* [原文抜粋]:
══════

梵釈寺同様に廃絶しましたが、昭和の発掘調査で場所が特定され、比叡山の山麓の3つの尾根にあったことがわかっています。
- 北尾根:弥勒堂跡
- 中尾根:小金堂跡・塔跡
- 南尾根:金堂跡・講堂跡
建物は残っていませんが、昔の英華が偲ばれる大きな礎の石列が残っています。梵釈寺は、石碑「崇福寺旧址」の建てられた南尾根にあったのではないかと言われています。
- 崇福寺跡(文化遺産オンライン): 〒520-0006 滋賀県大津市滋賀里町甲
黄檗宗 天龍山 梵釈寺@滋賀県東近江市
ちなみに、東近江市蒲生にある、黄檗宗の寺院「 梵釈寺」は、同名なので紛らわしいのですが、別のお寺でした。
「古代の梵釈寺と関わりがある」という伝承があるようですが(本尊の「宝冠阿弥陀如来像」(観世音菩薩坐像との説も)が平安時代の作であり、古代の梵釈寺ゆかりなど)、創建時期など詳しいことは不明で、定かではありません。

══════

* [提供資料]:
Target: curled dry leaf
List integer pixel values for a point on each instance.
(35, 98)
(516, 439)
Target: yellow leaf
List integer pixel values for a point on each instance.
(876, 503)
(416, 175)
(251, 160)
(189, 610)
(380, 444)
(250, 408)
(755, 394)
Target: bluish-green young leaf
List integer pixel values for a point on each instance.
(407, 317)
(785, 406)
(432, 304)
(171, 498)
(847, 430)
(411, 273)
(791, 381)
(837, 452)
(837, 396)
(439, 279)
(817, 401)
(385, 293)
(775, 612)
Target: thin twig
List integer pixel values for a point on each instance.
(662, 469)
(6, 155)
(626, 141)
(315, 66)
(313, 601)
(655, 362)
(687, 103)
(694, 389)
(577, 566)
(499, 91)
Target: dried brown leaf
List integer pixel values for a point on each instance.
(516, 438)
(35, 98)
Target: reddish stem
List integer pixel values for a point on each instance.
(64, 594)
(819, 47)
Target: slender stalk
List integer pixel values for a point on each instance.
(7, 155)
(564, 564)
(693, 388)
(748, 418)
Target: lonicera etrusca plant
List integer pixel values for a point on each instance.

══════

* [問題]:
a) 崇福寺跡についての文章によると、中尾根にあるのは何の跡か。
b) 崇福寺跡についての文章を、最後の文の後から続けて書いてください。

* [解答]:
a) 小金堂跡と塔跡です。

b)
- 黄檗宗 天龍山 梵釈寺:〒529-1521 滋賀県東近江市蒲生岡本町185
永忠が献じた茶は、どんな茶だったのか?
永忠が嵯峨天皇に献じた茶は、中国から持ち帰った茶葉なのか。それとも日本で栽培し、製茶したお茶なのか。
記録がないので仮説ですが、「献茶を行ったのは、永忠の帰国10年後」のことですから、最澄と同じく「茶の種子を日本に持ち帰り、植えて育てていたのではないか」と思います。※永忠は、805年に最澄と共に帰国しています。

釋永忠。京兆人。姓秋篠氏。宝亀之初入唐留学。延暦之季随使?涉經論解音律。善攝威儀齋戒無缼。
桓武帝敕主梵釈寺。弘仁七年四月滅。歳七十四。遺表上唐所得律呂旋宮圖。日月圖。各二卷。律管十二枚。塤一枝。
元亨釈書 第16巻(1558年,虎関師錬 著/大菴呑碩 写)※出典:国立国会図書館デジタルコレクション
永忠は遣唐使として中国に渡り、長安の西明寺に住み、30年もの長きに渡り、中国に滞在していました。帰国後は、桓武天皇の勅命により、梵釈寺の住持となります。
唐代の寺院には境内に茶畑があり、僧侶が茶摘みや製茶をしていましたから、「永忠も茶に関する技術を習得し、梵釈寺で茶を作っていたではないか」と考えられます。
平安時代に伝わった、唐代の喫茶法「煎茶法」
では、当時の唐から伝わったお茶は、どんなものだったのか?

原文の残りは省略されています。